Quoted text:
>>>
Page MenuHomePhabricator

No queries run in Hue
Closed, ResolvedPublic

Description

@elukey

The exact same problem recently fixed in T238560: Doubts and questions about Kerberos and Hadoop has started happening again in Hue, and I am unable to run any queries.

Error while compiling statement: FAILED: SemanticException java.lang.RuntimeException: Unable to instantiate org.apache.hadoop.hive.ql.metadata.SessionHiveMetaStoreClient

Event Timeline

Sigh :( Let's re-analyze logs then!
<<<
Stated goal: Rewrite everything in the Hue issue report above from "The exact same" down to "re-analyze logs then!", replacing "queries" with "jobs".

Entries shown:
>>>
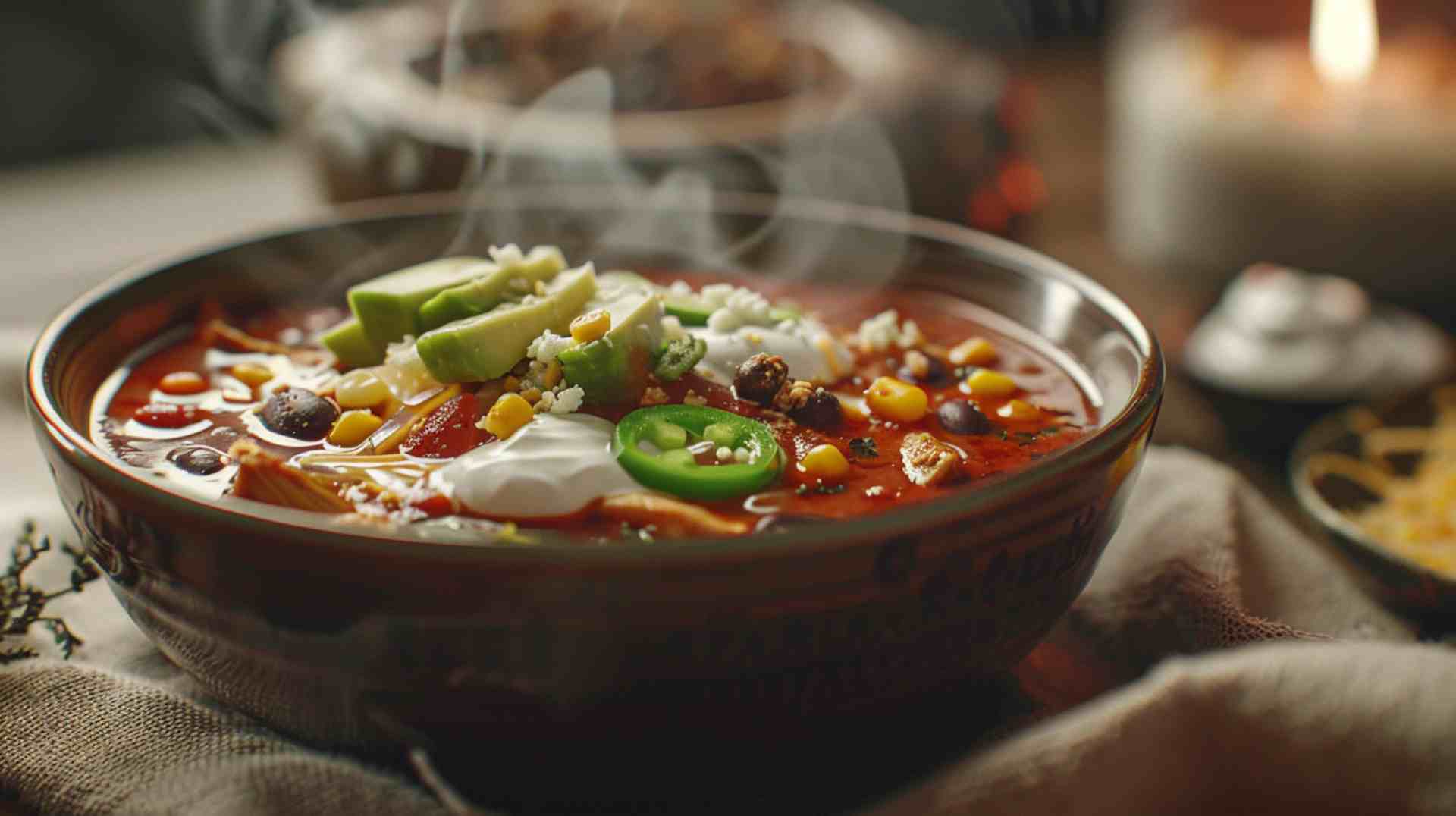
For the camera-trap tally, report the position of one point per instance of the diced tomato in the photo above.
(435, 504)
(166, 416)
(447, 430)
<<<
>>>
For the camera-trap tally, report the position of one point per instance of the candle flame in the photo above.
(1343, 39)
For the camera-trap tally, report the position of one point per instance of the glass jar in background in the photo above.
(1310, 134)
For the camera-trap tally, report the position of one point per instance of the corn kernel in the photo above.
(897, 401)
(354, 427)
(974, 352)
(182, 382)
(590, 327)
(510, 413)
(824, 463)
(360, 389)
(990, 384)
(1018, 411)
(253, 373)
<<<
Reply:
The exact same problem recently fixed in T238560: Doubts and questions about Kerberos and Hadoop has started happening again in Hue, and I am unable to run any jobs.

Error while compiling statement: FAILED: SemanticException java.lang.RuntimeException: Unable to instantiate org.apache.hadoop.hive.ql.metadata.SessionHiveMetaStoreClient

Event Timeline

Sigh :( Let's re-analyze logs then!